Activities:
1. In the drug-trial account, how many trials a year does Guy's allow each volunteer?
2. Summarize the drug-trial account in two sentences.
3. Output the part of the drug-trial account starting at "I was given" and ending at "in three months.".

So we made do and joked with the nurses when they had time. They knew all our names, joined in games of Trivial Pursuit and did everything to make us feel comfortable. When we had to stay in bed they brought us our meals and set up a television set.

I was in a group of 12 testing a drug intended for treatment of multiple sclerosis. Despite the elaborate information we were given, taking the substance still scared me. Guy's commonly test anti-depressants and antibiotics. A multiple sclerosis trial was rare and somehow had frightening connotations.

I was given the dose three times - once for each visit to the unit. The dosage was a small percentage of that which an MS patient would normally receive. The pill was swallowed in the morning and blood and urine samples were taken at controlled times throughout the day. A cannula - a plastic tap-like valve - was inserted in my arm to make blood samples easier to take.

The effects of my drug were unspectacular: a slight headache that could have been caused by caffeine withdrawal or too much television. (Caffeine and exercise are also forbidden throughout a programme.) A week after my final visit, suffering no noticeable side-effects, I collected my cheque. It was that simple.

Not surprising then that some volunteers are turning professional. One Australian, completing his third trial at Guy's, has planned a visit to Berlin for a trial and will return to Guy's again in three months.

'I used to temp in a bank but that didn't pay,' he told me. 'This is the only way I've been able to make a decent living.'

The biggest danger 'professionals' face is ignoring recovery time. Guy's limit volunteers to three trials a year with a compulsory three-month break after each trial. Their reasoning is medically sound: blood taken during a trial is roughly equal to the volume taken in a standard blood donor session and a person can take up to three months to replenish those blood cells.

Source material:
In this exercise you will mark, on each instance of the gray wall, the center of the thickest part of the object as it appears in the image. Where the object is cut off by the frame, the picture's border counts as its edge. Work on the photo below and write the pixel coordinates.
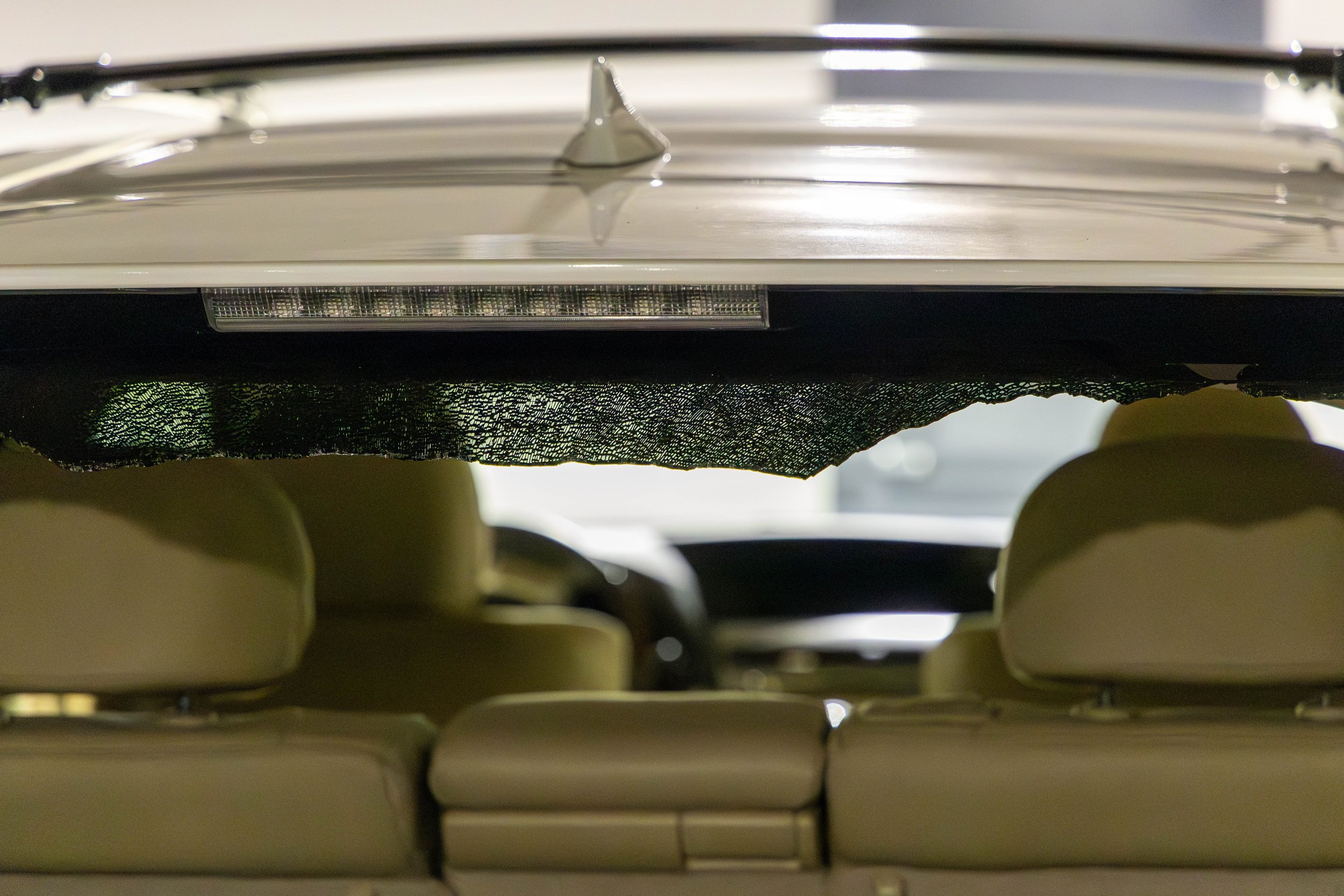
(1164, 20)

Answers for the exercise:
1. Three trials a year, with a compulsory three-month break after each.

2. The writer, one of 12 volunteers testing a multiple sclerosis drug at Guy's, received a small dose on each of three visits, gave blood and urine samples, and noticed only a slight headache before collecting a cheque. Some volunteers are now doing trials professionally, but Guy's limits them to three trials a year with a three-month break after each, because replacing the blood taken can take up to three months.

3.
I was given the dose three times - once for each visit to the unit. The dosage was a small percentage of that which an MS patient would normally receive. The pill was swallowed in the morning and blood and urine samples were taken at controlled times throughout the day. A cannula - a plastic tap-like valve - was inserted in my arm to make blood samples easier to take.

The effects of my drug were unspectacular: a slight headache that could have been caused by caffeine withdrawal or too much television. (Caffeine and exercise are also forbidden throughout a programme.) A week after my final visit, suffering no noticeable side-effects, I collected my cheque. It was that simple.

Not surprising then that some volunteers are turning professional. One Australian, completing his third trial at Guy's, has planned a visit to Berlin for a trial and will return to Guy's again in three months.